Task directions:
Carry on the account of the nickel allergy blood test from its last sentence.

It's going to be like, a big deal. I've since learned that it
can take months to find out why you're needed in heal. And it
comes down to this metal allergy. A lot of surgeons don't
believe in it. The surgeon that it was recommended I go to and
did not doesn't believe in the test or that people are allergic
to nickel so thank God I went to doctor. German Doctor Jeffrey
Pierce recommended him, and they did the blood test. And two or
three weeks passed, and the nurse called and she said, I'm
calling about your blood test. Well, I had called my husband,
and I was like, Hey, I just blew $400 on a test I didn't need,
but the doctor thought I might. And he goes, Well, I'm glad you
did it like if he recommended it, that's probably a good
thing.
The nurses are called with your test results. And I thought,
yeah, like, you know, that was a wasted $400 and I was like, Oh,
okay. And she goes, you're highly reactive to nickel. And I
went, wow. What is like now? What do we do? And she said,
we'll use a non nickel.

Source information:
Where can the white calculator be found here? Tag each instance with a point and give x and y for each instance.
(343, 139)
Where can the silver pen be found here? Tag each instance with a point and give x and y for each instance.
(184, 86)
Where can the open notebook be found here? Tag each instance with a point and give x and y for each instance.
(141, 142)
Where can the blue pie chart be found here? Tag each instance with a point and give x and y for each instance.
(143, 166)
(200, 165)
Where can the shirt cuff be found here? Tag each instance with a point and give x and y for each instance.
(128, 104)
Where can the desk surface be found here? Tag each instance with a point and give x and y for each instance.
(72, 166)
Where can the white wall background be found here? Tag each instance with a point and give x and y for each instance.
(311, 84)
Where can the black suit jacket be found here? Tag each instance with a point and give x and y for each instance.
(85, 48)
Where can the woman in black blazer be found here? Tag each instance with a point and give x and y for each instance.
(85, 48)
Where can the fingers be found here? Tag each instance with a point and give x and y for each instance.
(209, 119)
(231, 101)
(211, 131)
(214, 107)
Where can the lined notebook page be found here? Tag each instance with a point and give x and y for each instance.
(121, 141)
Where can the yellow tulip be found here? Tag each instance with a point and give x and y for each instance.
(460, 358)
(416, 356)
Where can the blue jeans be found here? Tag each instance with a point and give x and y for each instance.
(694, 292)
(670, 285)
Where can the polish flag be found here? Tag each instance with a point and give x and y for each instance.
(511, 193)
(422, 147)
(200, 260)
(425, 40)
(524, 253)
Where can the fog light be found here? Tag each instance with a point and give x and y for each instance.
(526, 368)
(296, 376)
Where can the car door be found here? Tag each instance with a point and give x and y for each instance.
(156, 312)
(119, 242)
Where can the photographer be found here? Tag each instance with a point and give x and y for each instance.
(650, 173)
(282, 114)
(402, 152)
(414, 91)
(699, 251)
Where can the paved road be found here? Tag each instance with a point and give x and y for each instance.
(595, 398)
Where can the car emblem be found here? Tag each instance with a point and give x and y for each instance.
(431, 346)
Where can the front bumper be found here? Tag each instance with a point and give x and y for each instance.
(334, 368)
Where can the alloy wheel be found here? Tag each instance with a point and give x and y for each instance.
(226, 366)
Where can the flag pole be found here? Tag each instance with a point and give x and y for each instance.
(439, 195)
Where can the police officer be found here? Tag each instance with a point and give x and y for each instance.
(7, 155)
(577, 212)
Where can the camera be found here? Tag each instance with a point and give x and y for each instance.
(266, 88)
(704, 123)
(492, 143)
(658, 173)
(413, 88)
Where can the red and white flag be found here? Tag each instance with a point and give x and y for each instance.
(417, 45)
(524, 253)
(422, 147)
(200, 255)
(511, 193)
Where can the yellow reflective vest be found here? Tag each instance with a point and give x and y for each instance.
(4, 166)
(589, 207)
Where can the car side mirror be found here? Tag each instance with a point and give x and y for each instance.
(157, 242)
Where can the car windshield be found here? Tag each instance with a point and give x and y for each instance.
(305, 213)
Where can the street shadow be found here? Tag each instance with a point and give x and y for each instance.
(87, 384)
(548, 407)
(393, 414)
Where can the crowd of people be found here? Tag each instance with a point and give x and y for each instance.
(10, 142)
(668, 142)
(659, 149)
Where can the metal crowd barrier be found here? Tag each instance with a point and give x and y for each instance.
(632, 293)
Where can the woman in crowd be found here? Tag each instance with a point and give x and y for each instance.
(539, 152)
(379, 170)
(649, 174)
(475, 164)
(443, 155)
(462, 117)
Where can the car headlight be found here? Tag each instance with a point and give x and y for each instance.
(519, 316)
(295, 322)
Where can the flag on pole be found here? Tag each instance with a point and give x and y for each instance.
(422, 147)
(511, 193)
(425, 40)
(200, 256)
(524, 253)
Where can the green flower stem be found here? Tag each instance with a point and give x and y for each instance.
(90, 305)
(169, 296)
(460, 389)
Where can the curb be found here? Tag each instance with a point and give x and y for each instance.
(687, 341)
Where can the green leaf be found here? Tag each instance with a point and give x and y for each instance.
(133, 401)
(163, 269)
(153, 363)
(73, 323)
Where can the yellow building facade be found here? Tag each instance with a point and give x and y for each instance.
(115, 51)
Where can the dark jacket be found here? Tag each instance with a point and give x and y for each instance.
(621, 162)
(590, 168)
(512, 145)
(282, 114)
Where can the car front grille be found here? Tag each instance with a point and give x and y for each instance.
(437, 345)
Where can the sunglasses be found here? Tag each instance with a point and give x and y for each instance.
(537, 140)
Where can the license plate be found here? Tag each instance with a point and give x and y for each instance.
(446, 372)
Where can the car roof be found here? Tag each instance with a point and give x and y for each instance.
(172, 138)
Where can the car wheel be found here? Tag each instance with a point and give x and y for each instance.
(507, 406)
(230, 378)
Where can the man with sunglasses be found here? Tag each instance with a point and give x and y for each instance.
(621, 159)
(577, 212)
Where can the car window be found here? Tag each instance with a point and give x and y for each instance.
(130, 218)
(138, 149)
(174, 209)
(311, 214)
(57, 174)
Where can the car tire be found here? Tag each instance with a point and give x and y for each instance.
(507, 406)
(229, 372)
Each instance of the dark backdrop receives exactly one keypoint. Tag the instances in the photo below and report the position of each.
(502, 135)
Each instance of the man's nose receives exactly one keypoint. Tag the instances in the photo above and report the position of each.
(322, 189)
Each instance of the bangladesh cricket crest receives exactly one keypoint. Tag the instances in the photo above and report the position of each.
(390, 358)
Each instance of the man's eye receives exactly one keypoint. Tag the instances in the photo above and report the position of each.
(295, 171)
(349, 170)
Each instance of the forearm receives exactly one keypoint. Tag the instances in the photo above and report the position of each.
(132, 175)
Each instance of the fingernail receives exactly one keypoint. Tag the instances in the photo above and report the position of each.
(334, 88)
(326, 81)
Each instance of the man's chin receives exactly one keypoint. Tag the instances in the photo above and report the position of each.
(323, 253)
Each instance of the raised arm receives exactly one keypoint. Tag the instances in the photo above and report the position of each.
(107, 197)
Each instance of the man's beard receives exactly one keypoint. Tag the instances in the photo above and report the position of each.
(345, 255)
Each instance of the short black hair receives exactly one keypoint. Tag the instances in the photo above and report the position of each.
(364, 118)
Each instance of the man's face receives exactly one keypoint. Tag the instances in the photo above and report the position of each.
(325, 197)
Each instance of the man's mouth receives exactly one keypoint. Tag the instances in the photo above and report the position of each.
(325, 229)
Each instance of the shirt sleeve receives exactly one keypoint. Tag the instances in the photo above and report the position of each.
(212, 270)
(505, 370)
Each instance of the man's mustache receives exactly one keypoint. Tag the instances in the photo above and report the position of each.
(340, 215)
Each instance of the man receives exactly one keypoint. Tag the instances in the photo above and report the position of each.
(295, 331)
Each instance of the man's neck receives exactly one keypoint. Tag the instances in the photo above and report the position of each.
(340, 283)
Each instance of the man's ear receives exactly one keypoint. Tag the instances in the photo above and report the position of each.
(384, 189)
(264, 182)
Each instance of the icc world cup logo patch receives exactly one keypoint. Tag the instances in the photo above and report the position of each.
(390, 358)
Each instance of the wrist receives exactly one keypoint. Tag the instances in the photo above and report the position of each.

Written response:
Is it called a prosthetic? I don't know. Device, whatever
it's called replacement. And I said, Well, so what does highly
reactive mean? And she said, Well, if anybody scores eight,
we consider them. Active, and we use non nickel metal, like
titanium. The highest we've ever seen is 15. You were 20.2 so if
they had put that in, I'm just coming up with all kinds of
stories in my head that I probably wouldn't have left the
hospital without having problems like it would have been
catastrophic. That's the story I'm telling. Anyway, I do energy
healing, and I've cleared people of allergies. Cat allergies seem
to be like a specialty of mine, and in 1520 minutes, the person
is no longer reacting, even though the cat's still there.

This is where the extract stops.